= What to work on =
Return every row below verbatim, changing nothing.

= Records provided =
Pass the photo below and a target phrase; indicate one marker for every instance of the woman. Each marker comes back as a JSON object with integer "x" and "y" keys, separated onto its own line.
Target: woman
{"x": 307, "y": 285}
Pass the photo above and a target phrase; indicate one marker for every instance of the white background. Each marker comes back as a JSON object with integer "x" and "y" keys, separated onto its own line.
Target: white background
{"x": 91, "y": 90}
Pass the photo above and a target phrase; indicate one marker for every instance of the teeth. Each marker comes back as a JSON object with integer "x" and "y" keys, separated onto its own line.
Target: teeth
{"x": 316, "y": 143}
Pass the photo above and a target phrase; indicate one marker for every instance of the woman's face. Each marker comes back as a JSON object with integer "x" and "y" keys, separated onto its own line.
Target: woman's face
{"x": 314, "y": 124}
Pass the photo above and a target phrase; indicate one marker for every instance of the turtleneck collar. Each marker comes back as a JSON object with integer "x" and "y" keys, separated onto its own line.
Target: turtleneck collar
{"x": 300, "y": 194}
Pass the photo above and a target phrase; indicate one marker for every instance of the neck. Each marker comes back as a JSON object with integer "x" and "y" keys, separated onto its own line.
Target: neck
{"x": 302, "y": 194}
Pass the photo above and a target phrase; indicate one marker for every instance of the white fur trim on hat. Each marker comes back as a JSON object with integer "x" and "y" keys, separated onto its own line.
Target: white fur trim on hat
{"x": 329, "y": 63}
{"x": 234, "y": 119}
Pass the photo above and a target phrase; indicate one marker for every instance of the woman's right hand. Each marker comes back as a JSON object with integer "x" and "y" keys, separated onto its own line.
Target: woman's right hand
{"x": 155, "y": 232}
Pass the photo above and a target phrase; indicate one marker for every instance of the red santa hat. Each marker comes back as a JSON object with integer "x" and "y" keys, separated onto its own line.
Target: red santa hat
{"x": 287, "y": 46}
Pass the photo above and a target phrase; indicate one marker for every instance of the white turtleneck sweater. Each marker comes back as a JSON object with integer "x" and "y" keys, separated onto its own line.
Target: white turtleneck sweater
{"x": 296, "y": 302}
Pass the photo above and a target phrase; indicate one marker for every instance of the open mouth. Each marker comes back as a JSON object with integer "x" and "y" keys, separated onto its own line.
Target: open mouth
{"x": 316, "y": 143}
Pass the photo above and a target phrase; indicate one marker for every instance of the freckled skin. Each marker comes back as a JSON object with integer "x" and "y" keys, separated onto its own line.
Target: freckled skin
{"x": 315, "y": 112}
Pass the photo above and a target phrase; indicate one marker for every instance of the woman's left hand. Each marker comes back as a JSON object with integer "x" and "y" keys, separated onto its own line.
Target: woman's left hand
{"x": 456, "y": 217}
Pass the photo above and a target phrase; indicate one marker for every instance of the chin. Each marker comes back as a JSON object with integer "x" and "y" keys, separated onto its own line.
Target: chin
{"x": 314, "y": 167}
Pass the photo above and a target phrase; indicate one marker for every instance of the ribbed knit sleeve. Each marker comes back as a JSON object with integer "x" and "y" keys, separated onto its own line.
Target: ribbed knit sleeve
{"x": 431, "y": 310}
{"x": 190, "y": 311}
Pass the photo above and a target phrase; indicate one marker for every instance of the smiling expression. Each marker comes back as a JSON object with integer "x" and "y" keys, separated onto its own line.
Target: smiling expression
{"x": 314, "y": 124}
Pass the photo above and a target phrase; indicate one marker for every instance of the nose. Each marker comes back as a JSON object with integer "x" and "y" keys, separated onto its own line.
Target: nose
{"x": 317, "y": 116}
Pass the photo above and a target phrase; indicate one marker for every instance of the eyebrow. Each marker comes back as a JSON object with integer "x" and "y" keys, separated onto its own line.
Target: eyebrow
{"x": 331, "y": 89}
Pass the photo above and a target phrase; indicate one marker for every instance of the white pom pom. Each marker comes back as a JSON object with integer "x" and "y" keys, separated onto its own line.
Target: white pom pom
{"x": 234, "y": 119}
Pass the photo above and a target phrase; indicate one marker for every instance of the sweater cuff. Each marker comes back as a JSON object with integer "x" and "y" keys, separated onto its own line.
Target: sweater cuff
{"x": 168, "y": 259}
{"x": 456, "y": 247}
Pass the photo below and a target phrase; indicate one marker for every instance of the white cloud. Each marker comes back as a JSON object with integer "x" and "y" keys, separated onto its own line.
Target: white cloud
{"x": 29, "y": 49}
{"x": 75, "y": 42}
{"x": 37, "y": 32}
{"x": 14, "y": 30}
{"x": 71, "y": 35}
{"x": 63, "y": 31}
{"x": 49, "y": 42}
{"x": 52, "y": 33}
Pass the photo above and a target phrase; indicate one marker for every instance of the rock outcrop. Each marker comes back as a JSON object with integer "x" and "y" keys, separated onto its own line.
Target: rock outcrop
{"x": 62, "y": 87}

= Answer to the task =
Pass the photo below and a target phrase; indicate one marker for every instance of the woman. Each marker comes back as a JSON object with integer "x" and "y" keys, separated onto its own line.
Target: woman
{"x": 307, "y": 285}
Pass the photo above and a target phrase; indicate one marker for every instance of the white background. Each marker comes back as a JSON object with integer "x" and "y" keys, separated onto its own line.
Target: white background
{"x": 91, "y": 90}
Pass the photo above and a target phrase; indicate one marker for every instance of the teeth. Each marker comes back as a JSON object with integer "x" and "y" keys, separated onto its own line.
Target: teeth
{"x": 316, "y": 143}
Pass the photo above and a target phrase; indicate one marker for every instance of the woman's face. Each marker comes back as a JSON object with integer "x" and "y" keys, separated onto its own line.
Target: woman's face
{"x": 314, "y": 124}
Pass the photo above and a target phrase; indicate one marker for every instance of the turtleneck collar. Each marker comes back as a JSON object with integer "x" and "y" keys, separated onto its own line.
Target: turtleneck collar
{"x": 300, "y": 194}
Pass the photo above and a target phrase; indicate one marker for every instance of the neck. Each marker comes back as a JSON object with integer "x" and "y" keys, separated onto its own line.
Target: neck
{"x": 302, "y": 194}
Pass the photo above and a target phrase; indicate one marker for every instance of the white fur trim on hat. Each marker comes back as a JSON object with integer "x" and "y" keys, separated onto its own line.
Target: white fur trim on hat
{"x": 329, "y": 63}
{"x": 234, "y": 119}
Pass the photo above and a target phrase; indicate one marker for every instance of the woman's right hand. Each marker comes back as a JSON object with integer "x" and "y" keys, separated onto its own line.
Target: woman's right hand
{"x": 155, "y": 232}
Pass the photo above and a target phrase; indicate one marker for every instance of the red santa hat. Each marker comes back as a JSON object with integer "x" and "y" keys, separated onto its own line.
Target: red santa hat
{"x": 287, "y": 46}
Pass the photo above and a target phrase; indicate one marker for every instance of the white turtleneck sweater. Each marker comes back as a JSON object with integer "x" and "y" keys, separated onto its own line.
Target: white turtleneck sweater
{"x": 296, "y": 302}
Pass the photo above and a target phrase; indicate one marker for every instance of the open mouth. Each marker comes back as a JSON object with integer "x" and "y" keys, separated onto its own line.
Target: open mouth
{"x": 316, "y": 143}
Pass the photo above and a target phrase; indicate one marker for every instance of the freckled skin. Each marker comes back as a JSON object with integer "x" and "y" keys, separated onto its own line.
Target: freckled skin
{"x": 315, "y": 112}
Pass the photo above and a target phrase; indicate one marker for every instance of the woman's left hand. Each marker comes back as a JSON object with integer "x" and "y" keys, separated onto its own line.
Target: woman's left hand
{"x": 456, "y": 217}
Pass the photo above and a target phrase; indicate one marker for every instance of the chin. Each marker comes back as a JSON object with integer "x" and "y" keys, separated onto its own line.
Target: chin
{"x": 314, "y": 167}
Pass the photo above and a target phrase; indicate one marker for every instance of the ribbed knit sleeve. Each marker comes back as a JSON object with integer "x" and "y" keys, separated onto its own line.
Target: ribbed knit sleeve
{"x": 431, "y": 310}
{"x": 190, "y": 311}
Pass the photo above and a target phrase; indicate one marker for every instance of the smiling expression. Each marker comes back as a JSON object with integer "x" and "y" keys, separated onto its own line.
Target: smiling expression
{"x": 314, "y": 124}
Pass the photo above and a target phrase; indicate one marker for every instance of the nose. Each marker comes back as a JSON object with integer "x" and "y" keys, separated onto its own line.
Target: nose
{"x": 317, "y": 116}
Pass the photo above and a target phrase; indicate one marker for every instance of the eyebrow. Each marker comes back as a JSON object with integer "x" and "y" keys, separated onto its own line.
Target: eyebrow
{"x": 331, "y": 89}
Pass the photo above and a target phrase; indicate one marker for every instance of the white pom pom. Each marker comes back as a JSON object with integer "x" and "y" keys, separated onto its own line.
Target: white pom pom
{"x": 234, "y": 119}
Pass the photo above and a target phrase; indicate one marker for every instance of the sweater cuff. Each marker comes back as a JSON object with integer "x" and "y" keys, separated onto its own line.
Target: sweater cuff
{"x": 168, "y": 259}
{"x": 456, "y": 247}
Pass the photo below and a target phrase; indicate one marker for every instance of the white cloud. Each marker comes back as a JSON object with integer "x" and "y" keys, separated onto its own line.
Target: white cloud
{"x": 29, "y": 49}
{"x": 75, "y": 42}
{"x": 37, "y": 32}
{"x": 14, "y": 30}
{"x": 71, "y": 35}
{"x": 63, "y": 31}
{"x": 49, "y": 42}
{"x": 52, "y": 33}
Pass the photo above and a target phrase; indicate one marker for every instance of the rock outcrop. Each marker comes back as a JSON object with integer "x" and "y" keys, separated onto its own line.
Target: rock outcrop
{"x": 62, "y": 87}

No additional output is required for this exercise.